**Problems to work on**
[1] Write out the stress coaching text from "4. Sample Tasks" down to "sense of calm.".
[2] Summarize the stress coaching text in two sentences.

4. Sample Tasks and Expected Benefits:
- Daily Stress Journal: Record stress triggers, reactions, and coping strategies. This will help you recognise your patterns of stress. Benefits: increased self-awareness, identifying specific challenges and unhelpful reactions.
- “Swish” Exercise Practice: Practise the NLP swish technique to change negative responses into positive ones. This will help you change automatic reactions to stressful stimuli. Benefits: new, positive associations and altered submodalities.
- Self-Havening Routine: Use calming touch with positive affirmations daily, or in moments of stress. This aims to create new positive neural pathways. Benefits: reduced emotional intensity of memories, and a sense of calm.
- Mindful Observation Practice: Practice observing stressful thoughts without judgement, using a variety of mindfulness techniques. This can help you create a distance from stressful thoughts. Benefits: non-reactive awareness, reduces the power of thoughts and increases your flexibility.
- Values-Based Activity Challenge: Choose one activity that aligns with a key value, and commit to doing it, even if it causes stress or anxiety. This is action based on your values. Benefits: moving towards your goals, reduced impact of anxiety on your actions.
- ‘Coming back to the present’ practice: Notice when your thoughts have drifted to the past or future, and use techniques to bring you back to the present. Benefits: increased self awareness and flexibility.
5. Ongoing Review and Adaptation:
- Regularly review your progress: Assess how far you have come, and what areas you are still struggling with, and make changes to your plan accordingly.
- Celebrate successes: Acknowledge and celebrate every step you have taken and every goal you have achieved.
- Adapt to setbacks: Recognise that setbacks are a part of the process, and use them to learn from and refine your approach. A relapse or setback is a chance to practice your skills.
Coaching for stress should be a collaborative process focused on understanding your individual experience of stress, and actively taking steps towards a more valued life. A plan of action should include specific goals and actionable steps incorporating NLP, havening and acceptance and commitment therapy techniques. These techniques, and related tasks can help you change your thinking and responses, develop new coping strategies, and reduce the impact of stress, so you are free to move toward the future you want.

[Stored data entries]
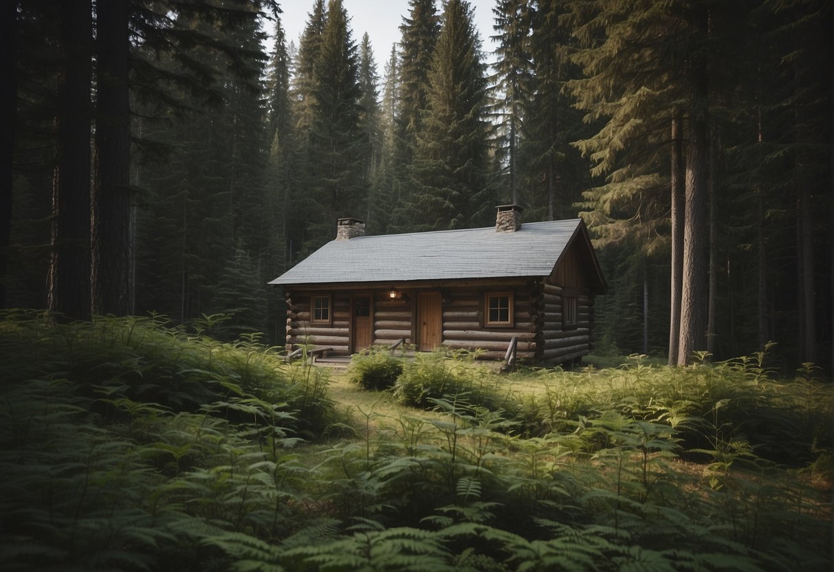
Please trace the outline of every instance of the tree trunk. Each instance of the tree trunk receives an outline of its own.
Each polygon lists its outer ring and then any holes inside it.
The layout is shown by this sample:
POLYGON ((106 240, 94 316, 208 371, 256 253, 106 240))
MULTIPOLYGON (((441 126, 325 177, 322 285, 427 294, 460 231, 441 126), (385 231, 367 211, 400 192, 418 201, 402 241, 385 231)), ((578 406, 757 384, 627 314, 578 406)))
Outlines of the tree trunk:
POLYGON ((98 92, 93 184, 93 309, 133 307, 128 0, 97 4, 98 92))
POLYGON ((800 241, 800 298, 802 312, 802 347, 800 359, 802 362, 816 362, 816 309, 814 304, 814 238, 811 216, 811 193, 806 185, 799 189, 799 241, 800 241))
MULTIPOLYGON (((700 8, 700 29, 706 36, 709 13, 700 8)), ((695 350, 705 348, 706 313, 706 141, 708 82, 705 57, 691 63, 692 101, 684 188, 683 280, 681 291, 681 335, 678 365, 686 365, 695 350)))
POLYGON ((14 118, 17 109, 18 3, 0 8, 0 308, 8 306, 7 279, 12 238, 12 161, 14 156, 14 118))
POLYGON ((649 354, 649 278, 643 266, 643 354, 649 354))
POLYGON ((671 148, 671 288, 669 315, 669 365, 677 364, 681 334, 681 286, 683 279, 683 119, 672 118, 671 148))
POLYGON ((716 353, 716 304, 718 291, 718 228, 716 222, 716 153, 718 147, 718 133, 715 125, 710 130, 712 137, 709 143, 709 174, 707 175, 707 197, 709 200, 709 287, 707 289, 706 310, 706 351, 714 355, 716 353))
POLYGON ((60 5, 63 59, 58 77, 58 141, 47 294, 51 312, 81 320, 90 319, 92 9, 90 0, 64 0, 60 5))

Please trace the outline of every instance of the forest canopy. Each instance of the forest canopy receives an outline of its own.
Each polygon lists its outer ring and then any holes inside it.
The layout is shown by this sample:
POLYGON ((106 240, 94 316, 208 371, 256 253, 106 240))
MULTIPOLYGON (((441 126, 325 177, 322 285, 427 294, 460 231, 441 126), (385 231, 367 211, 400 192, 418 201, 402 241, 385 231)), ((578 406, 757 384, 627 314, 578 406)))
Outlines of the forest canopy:
POLYGON ((340 0, 296 43, 281 3, 3 3, 0 307, 283 343, 266 283, 337 218, 515 203, 587 223, 600 352, 831 369, 831 3, 496 0, 481 38, 409 0, 385 54, 340 0))

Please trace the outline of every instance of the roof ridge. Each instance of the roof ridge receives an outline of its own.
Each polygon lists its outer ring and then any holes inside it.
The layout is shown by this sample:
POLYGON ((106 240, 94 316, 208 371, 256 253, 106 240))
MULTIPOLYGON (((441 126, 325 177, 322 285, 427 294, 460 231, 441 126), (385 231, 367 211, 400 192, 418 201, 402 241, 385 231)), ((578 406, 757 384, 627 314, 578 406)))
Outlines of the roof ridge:
MULTIPOLYGON (((559 220, 536 220, 530 223, 524 223, 521 224, 521 229, 523 230, 525 226, 530 226, 532 224, 550 224, 552 223, 573 223, 582 220, 580 217, 575 218, 560 218, 559 220)), ((363 234, 361 236, 356 236, 350 240, 356 240, 357 238, 378 238, 380 237, 389 238, 392 236, 410 236, 412 234, 441 234, 445 233, 465 233, 471 232, 474 230, 495 230, 495 226, 490 227, 475 227, 474 228, 444 228, 443 230, 421 230, 414 231, 412 233, 392 233, 389 234, 363 234)), ((520 231, 515 231, 520 232, 520 231)), ((512 234, 512 233, 501 233, 501 234, 512 234)), ((335 239, 328 242, 335 242, 335 239)), ((339 241, 345 242, 345 241, 339 241)))

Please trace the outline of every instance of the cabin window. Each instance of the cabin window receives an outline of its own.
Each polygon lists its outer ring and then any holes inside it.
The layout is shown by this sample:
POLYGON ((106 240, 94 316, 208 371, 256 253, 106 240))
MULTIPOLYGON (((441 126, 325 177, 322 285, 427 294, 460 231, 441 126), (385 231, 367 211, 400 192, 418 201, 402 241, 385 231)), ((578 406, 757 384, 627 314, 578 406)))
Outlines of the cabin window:
POLYGON ((313 324, 332 324, 333 315, 330 312, 329 296, 313 297, 313 324))
POLYGON ((484 315, 486 326, 513 325, 513 294, 510 292, 491 292, 486 294, 484 315))
POLYGON ((562 327, 565 329, 576 328, 576 309, 579 305, 575 296, 562 296, 562 327))

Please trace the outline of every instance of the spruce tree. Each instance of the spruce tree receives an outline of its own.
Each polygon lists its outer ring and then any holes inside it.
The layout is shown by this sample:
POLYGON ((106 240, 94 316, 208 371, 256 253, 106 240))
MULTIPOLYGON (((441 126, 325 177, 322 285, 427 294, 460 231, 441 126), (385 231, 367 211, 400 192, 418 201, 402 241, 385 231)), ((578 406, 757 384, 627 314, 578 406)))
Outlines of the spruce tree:
POLYGON ((84 320, 90 319, 92 3, 61 2, 60 16, 63 58, 47 304, 51 312, 84 320))
POLYGON ((519 137, 518 171, 522 202, 531 220, 576 216, 574 205, 591 187, 587 161, 571 142, 587 136, 581 113, 565 93, 580 76, 570 61, 575 49, 565 0, 540 0, 530 11, 530 55, 533 70, 520 103, 524 122, 519 137))
POLYGON ((500 185, 502 200, 519 203, 519 147, 524 102, 532 95, 533 61, 530 54, 531 7, 524 0, 499 0, 492 37, 495 48, 495 73, 490 78, 493 98, 492 116, 498 130, 496 153, 501 161, 505 183, 500 185))
POLYGON ((488 224, 494 199, 488 188, 489 126, 480 40, 465 0, 446 3, 429 72, 408 207, 414 230, 488 224))
POLYGON ((367 208, 365 210, 365 223, 373 226, 376 224, 372 213, 373 204, 380 199, 377 193, 384 189, 376 188, 374 180, 379 168, 382 153, 382 134, 379 128, 379 97, 378 83, 379 76, 376 71, 376 61, 370 45, 370 38, 365 33, 362 36, 359 46, 359 90, 361 98, 359 102, 359 129, 364 135, 364 168, 363 184, 369 189, 367 208))
POLYGON ((399 26, 399 82, 398 150, 401 164, 414 156, 422 133, 423 113, 428 107, 429 70, 440 32, 435 0, 410 0, 409 16, 399 26))
POLYGON ((310 213, 306 244, 315 249, 333 238, 336 219, 366 207, 359 128, 359 61, 341 0, 330 0, 314 65, 313 117, 308 153, 310 213))

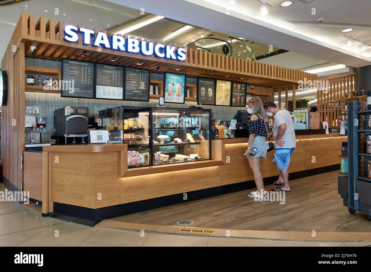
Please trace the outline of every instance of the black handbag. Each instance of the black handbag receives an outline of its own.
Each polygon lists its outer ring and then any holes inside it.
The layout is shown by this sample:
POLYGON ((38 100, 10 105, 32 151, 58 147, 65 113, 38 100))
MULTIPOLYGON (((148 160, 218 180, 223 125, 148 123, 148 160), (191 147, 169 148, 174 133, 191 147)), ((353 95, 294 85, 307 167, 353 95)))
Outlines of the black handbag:
MULTIPOLYGON (((268 126, 267 125, 267 123, 265 122, 265 120, 263 120, 263 121, 264 122, 264 124, 265 125, 265 129, 267 131, 267 137, 268 137, 268 139, 269 140, 270 139, 270 137, 269 137, 269 131, 268 130, 268 126)), ((270 141, 269 143, 268 143, 268 149, 267 150, 267 152, 272 151, 274 149, 275 145, 273 144, 273 142, 270 141)))

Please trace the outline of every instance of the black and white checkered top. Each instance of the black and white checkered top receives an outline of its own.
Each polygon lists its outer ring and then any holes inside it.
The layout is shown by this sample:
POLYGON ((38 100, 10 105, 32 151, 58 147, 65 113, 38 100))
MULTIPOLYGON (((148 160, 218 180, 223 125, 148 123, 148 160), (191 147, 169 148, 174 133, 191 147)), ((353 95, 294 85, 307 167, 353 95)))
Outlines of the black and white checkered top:
POLYGON ((250 134, 254 134, 257 136, 267 137, 265 123, 266 124, 268 127, 269 127, 269 123, 261 119, 257 114, 255 115, 257 116, 258 118, 253 121, 250 120, 249 122, 249 132, 250 134))

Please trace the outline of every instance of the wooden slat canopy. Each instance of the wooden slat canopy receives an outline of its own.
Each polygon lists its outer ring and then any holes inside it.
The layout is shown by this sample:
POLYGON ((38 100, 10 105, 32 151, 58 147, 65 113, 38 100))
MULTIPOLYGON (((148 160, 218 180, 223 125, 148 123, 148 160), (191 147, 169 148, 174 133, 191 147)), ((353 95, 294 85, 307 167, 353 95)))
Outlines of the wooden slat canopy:
MULTIPOLYGON (((189 77, 238 81, 254 86, 275 87, 297 84, 305 78, 312 80, 317 78, 316 74, 302 71, 191 48, 187 49, 185 61, 180 62, 84 45, 81 33, 79 34, 78 43, 70 43, 63 40, 65 26, 63 21, 55 23, 54 19, 47 21, 45 17, 42 16, 36 21, 34 14, 27 17, 27 13, 23 13, 16 27, 16 40, 19 43, 25 43, 27 57, 57 60, 65 58, 148 69, 153 72, 157 71, 157 67, 159 66, 161 73, 176 72, 189 77), (32 45, 37 47, 35 52, 29 49, 32 45), (86 56, 82 56, 83 53, 86 56), (111 61, 112 58, 116 60, 111 61), (138 61, 143 63, 138 65, 136 64, 138 61)), ((86 28, 90 29, 88 27, 86 28)), ((99 31, 97 29, 94 30, 95 33, 99 31)), ((107 33, 109 36, 113 34, 107 33)))

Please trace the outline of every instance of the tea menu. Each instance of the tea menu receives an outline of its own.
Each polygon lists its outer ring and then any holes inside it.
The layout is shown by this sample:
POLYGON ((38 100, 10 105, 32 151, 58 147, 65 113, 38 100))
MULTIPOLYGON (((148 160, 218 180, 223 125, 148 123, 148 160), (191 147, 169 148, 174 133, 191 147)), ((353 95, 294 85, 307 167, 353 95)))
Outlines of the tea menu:
POLYGON ((61 96, 93 98, 94 67, 92 63, 62 59, 61 96))
POLYGON ((124 99, 132 101, 150 101, 150 71, 125 68, 124 99))
POLYGON ((97 64, 96 98, 122 100, 123 76, 122 67, 97 64))
POLYGON ((215 105, 229 106, 231 100, 231 82, 217 80, 216 88, 215 105))
POLYGON ((197 78, 197 103, 201 105, 215 105, 215 80, 197 78))
POLYGON ((232 99, 233 107, 246 106, 246 84, 240 82, 232 83, 232 99))

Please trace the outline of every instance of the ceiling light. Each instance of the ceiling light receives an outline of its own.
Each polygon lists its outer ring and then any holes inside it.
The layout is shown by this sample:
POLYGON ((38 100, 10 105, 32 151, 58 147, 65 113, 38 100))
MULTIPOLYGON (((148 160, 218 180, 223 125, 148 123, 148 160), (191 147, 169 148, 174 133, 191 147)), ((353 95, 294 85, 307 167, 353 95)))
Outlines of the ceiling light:
POLYGON ((293 2, 292 1, 285 1, 285 2, 282 2, 279 4, 279 5, 281 7, 288 7, 293 4, 293 2))
POLYGON ((136 23, 133 22, 132 23, 134 24, 128 24, 124 26, 124 28, 119 29, 116 31, 115 33, 115 34, 121 34, 121 35, 124 35, 124 34, 126 34, 138 28, 140 28, 141 27, 151 24, 152 23, 154 23, 161 19, 163 19, 165 17, 163 16, 158 16, 157 15, 150 15, 148 16, 144 17, 144 18, 138 20, 136 20, 135 21, 136 22, 136 23), (145 20, 145 18, 147 18, 147 20, 145 20), (142 20, 143 20, 142 21, 142 20), (139 22, 138 21, 139 21, 139 22))
POLYGON ((264 16, 268 14, 268 10, 265 6, 265 3, 264 2, 262 2, 262 5, 260 6, 260 16, 264 16))
POLYGON ((193 27, 191 26, 184 26, 183 27, 181 27, 177 30, 175 30, 173 32, 171 32, 171 33, 170 33, 169 35, 165 37, 164 38, 164 41, 168 41, 175 38, 175 36, 178 36, 183 32, 188 31, 193 28, 193 27))
POLYGON ((353 42, 352 41, 352 39, 350 38, 348 38, 348 41, 347 42, 347 46, 351 46, 352 44, 353 44, 353 42))

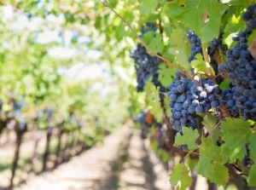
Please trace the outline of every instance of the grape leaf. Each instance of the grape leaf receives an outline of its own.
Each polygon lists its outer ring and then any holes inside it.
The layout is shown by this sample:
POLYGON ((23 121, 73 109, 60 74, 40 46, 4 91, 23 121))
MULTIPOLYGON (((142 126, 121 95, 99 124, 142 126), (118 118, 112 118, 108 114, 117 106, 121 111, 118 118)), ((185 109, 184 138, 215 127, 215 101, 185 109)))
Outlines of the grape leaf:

**Task-by-task results**
[1]
4. Sample Tasks and Expected Benefits:
- Daily Stress Journal: Record stress triggers, reactions, and coping strategies. This will help you recognise your patterns of stress. Benefits: increased self-awareness, identifying specific challenges and unhelpful reactions.
- “Swish” Exercise Practice: Practise the NLP swish technique to change negative responses into positive ones. This will help you change automatic reactions to stressful stimuli. Benefits: new, positive associations and altered submodalities.
- Self-Havening Routine: Use calming touch with positive affirmations daily, or in moments of stress. This aims to create new positive neural pathways. Benefits: reduced emotional intensity of memories, and a sense of calm.

[2] Sample tasks for managing stress include a daily stress journal, the NLP swish exercise, a self-havening routine, mindful observation, a values-based activity challenge and a practice of coming back to the present, each with its expected benefits. Progress should be reviewed regularly, successes celebrated and setbacks used to refine the approach, within a collaborative coaching plan that draws on NLP, havening and acceptance and commitment therapy techniques to reduce the impact of stress.